● **BRIEF**
Scale every bounding-box coordinate in the answers by 0.5, rounding to whole numbers with halves rounded up. Write out the stretch of records from the line containing "Pinpoint wooden dock" through the line containing "414, 1270, 948]]", requests included, with only the coordinates changed and nothing else.

● **Items from a dataset**
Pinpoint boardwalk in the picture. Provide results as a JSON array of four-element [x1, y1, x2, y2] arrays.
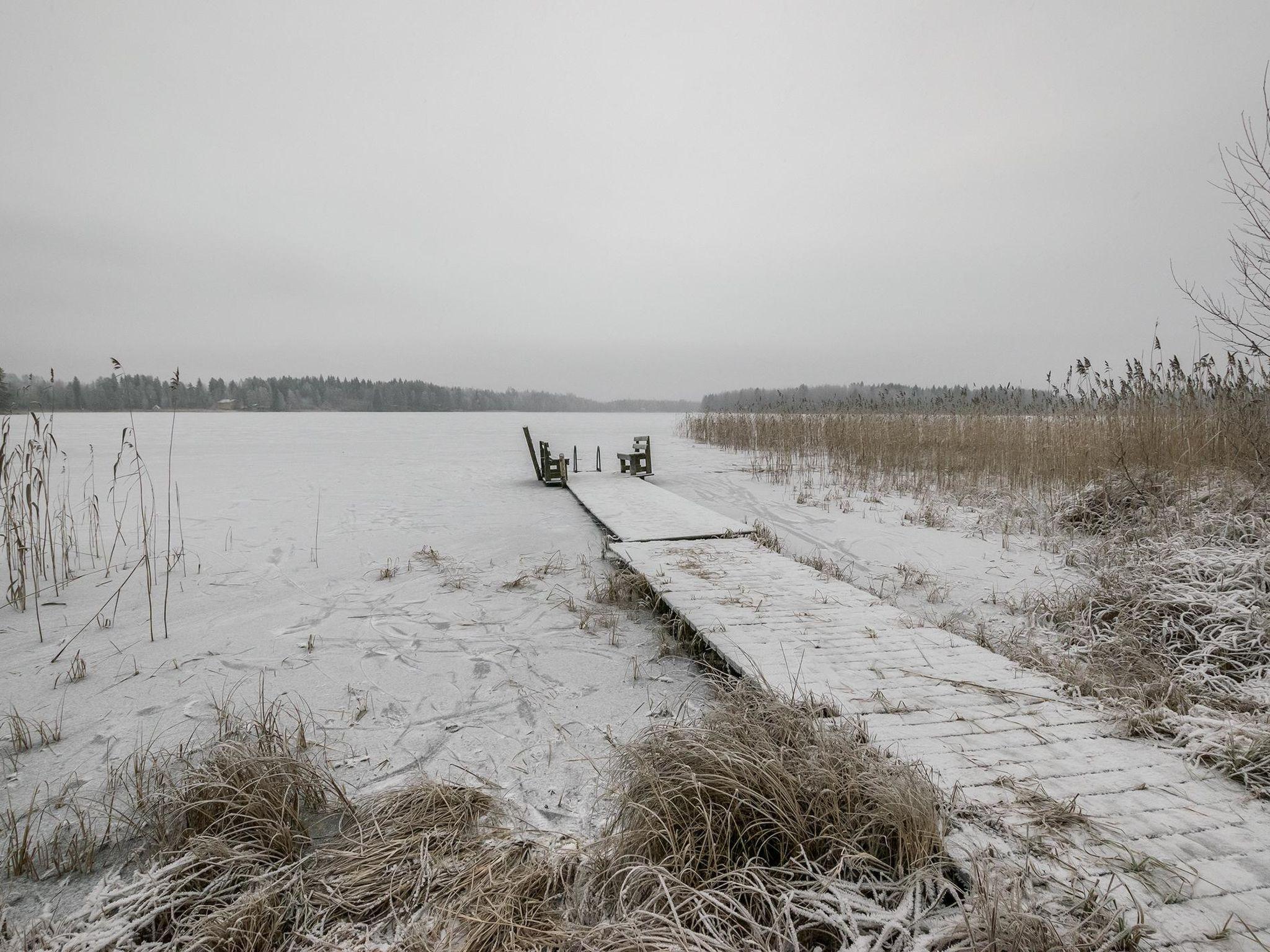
[[569, 472, 753, 542], [561, 477, 1270, 951]]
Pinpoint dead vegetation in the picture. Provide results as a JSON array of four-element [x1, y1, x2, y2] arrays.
[[9, 681, 1153, 952]]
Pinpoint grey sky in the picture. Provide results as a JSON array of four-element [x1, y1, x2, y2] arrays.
[[0, 0, 1270, 397]]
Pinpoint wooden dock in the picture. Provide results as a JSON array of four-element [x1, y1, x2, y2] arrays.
[[569, 472, 753, 542], [569, 475, 1270, 952]]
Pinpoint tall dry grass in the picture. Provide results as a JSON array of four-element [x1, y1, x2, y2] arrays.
[[0, 681, 1135, 952], [683, 350, 1270, 495]]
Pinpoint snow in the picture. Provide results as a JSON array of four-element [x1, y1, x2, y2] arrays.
[[569, 472, 753, 542], [0, 413, 698, 915], [10, 414, 1270, 948]]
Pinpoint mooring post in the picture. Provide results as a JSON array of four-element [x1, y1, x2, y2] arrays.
[[521, 426, 542, 482]]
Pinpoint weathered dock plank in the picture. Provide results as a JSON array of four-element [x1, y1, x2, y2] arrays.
[[610, 538, 1270, 950], [569, 472, 753, 542]]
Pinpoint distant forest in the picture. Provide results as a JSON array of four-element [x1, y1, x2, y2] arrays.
[[701, 383, 1054, 413], [0, 371, 698, 413]]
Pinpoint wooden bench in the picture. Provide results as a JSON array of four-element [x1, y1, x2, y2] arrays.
[[617, 437, 653, 478], [538, 439, 569, 486]]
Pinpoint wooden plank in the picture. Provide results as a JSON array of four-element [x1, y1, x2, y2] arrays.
[[610, 540, 1270, 951], [521, 426, 542, 482], [569, 474, 753, 540]]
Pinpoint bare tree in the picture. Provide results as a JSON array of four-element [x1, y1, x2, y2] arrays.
[[1175, 66, 1270, 359]]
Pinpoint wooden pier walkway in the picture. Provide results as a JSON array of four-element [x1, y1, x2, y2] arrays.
[[571, 477, 1270, 952], [569, 472, 753, 542]]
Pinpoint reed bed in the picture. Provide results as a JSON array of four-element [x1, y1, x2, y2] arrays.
[[0, 413, 184, 641], [682, 350, 1270, 496]]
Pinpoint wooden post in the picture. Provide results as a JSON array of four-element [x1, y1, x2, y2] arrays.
[[521, 426, 542, 482]]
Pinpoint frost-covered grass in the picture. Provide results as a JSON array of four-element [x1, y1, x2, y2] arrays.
[[0, 682, 1138, 952], [1006, 474, 1270, 796]]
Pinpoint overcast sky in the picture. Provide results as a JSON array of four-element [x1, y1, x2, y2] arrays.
[[0, 0, 1270, 397]]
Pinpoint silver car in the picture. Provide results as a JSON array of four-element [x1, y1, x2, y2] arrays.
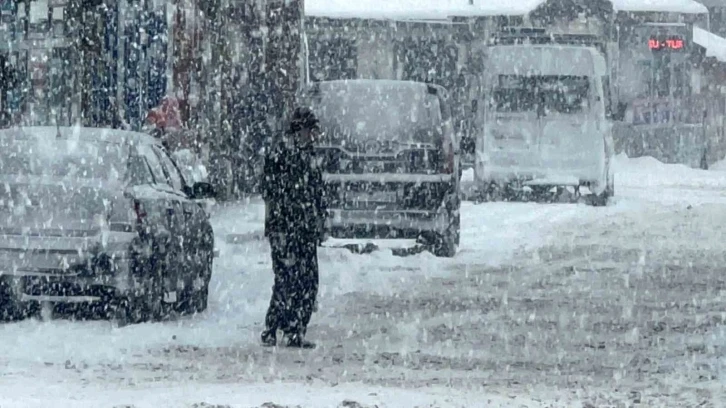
[[0, 127, 214, 322]]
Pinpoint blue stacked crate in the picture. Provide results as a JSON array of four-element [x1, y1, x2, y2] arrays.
[[146, 11, 168, 116], [123, 1, 168, 129], [122, 1, 143, 129], [91, 1, 118, 126]]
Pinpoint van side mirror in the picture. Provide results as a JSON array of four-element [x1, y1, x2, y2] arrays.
[[190, 181, 217, 200]]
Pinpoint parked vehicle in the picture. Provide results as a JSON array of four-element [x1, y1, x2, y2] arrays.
[[475, 44, 615, 202], [0, 127, 214, 322], [307, 80, 461, 257]]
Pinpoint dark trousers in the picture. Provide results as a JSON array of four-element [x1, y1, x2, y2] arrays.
[[265, 234, 318, 337]]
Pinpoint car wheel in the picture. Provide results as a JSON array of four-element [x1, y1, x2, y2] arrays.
[[0, 277, 32, 322], [192, 252, 214, 313], [592, 157, 615, 207]]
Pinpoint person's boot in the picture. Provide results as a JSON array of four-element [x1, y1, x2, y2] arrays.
[[287, 334, 315, 349], [260, 329, 277, 347]]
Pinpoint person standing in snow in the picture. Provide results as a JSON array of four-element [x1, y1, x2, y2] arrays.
[[261, 108, 327, 348]]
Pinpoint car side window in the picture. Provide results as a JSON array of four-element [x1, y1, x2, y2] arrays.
[[152, 146, 184, 191], [139, 145, 171, 186], [126, 154, 154, 186]]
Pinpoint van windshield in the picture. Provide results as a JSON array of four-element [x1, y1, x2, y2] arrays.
[[491, 75, 590, 115], [310, 81, 442, 144]]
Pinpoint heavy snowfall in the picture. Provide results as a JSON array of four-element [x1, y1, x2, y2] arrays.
[[0, 156, 726, 407], [0, 0, 726, 408]]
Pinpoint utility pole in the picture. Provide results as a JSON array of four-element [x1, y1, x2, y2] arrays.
[[265, 0, 305, 136]]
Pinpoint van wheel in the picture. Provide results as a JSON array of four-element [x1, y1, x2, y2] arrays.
[[431, 214, 461, 258], [591, 159, 615, 207]]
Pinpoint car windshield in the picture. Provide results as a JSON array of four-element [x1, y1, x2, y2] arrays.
[[0, 140, 128, 180], [492, 75, 590, 114], [311, 82, 442, 143]]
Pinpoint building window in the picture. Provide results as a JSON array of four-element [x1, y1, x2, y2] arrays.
[[51, 5, 66, 38]]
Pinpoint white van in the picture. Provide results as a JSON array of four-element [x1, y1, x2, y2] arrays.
[[475, 44, 615, 202]]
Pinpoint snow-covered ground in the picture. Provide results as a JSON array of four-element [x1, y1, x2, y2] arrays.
[[0, 156, 726, 408]]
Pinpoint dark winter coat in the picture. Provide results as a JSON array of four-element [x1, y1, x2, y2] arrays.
[[262, 134, 327, 242]]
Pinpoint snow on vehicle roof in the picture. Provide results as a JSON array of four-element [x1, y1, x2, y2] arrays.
[[305, 0, 546, 20], [611, 0, 708, 14], [314, 79, 444, 89], [487, 45, 607, 76], [693, 26, 726, 62], [0, 126, 158, 147]]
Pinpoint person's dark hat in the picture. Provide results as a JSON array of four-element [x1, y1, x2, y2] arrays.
[[290, 108, 320, 132]]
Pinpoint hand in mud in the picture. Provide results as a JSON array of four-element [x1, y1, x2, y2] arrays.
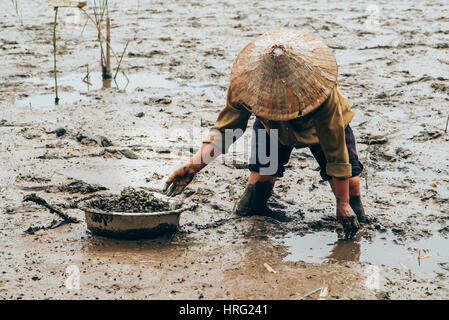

● **RESPONSE TO THE TASK**
Pinpoint wooden dock in the picture. Provide results as a JSON array of four-element [x1, y1, x2, y2] arrays.
[[285, 236, 377, 271], [285, 238, 635, 476]]
Pinpoint tall dry grass in the picture. Provide results as a JSON array of four-element [x1, y1, x2, y2] arrays.
[[0, 341, 568, 476], [342, 175, 635, 248]]
Pinpoint snow in the picture. Provide results as a JSON array of four-element [x1, y1, x2, y2] arrays.
[[285, 236, 377, 271], [0, 207, 349, 458], [5, 207, 635, 474]]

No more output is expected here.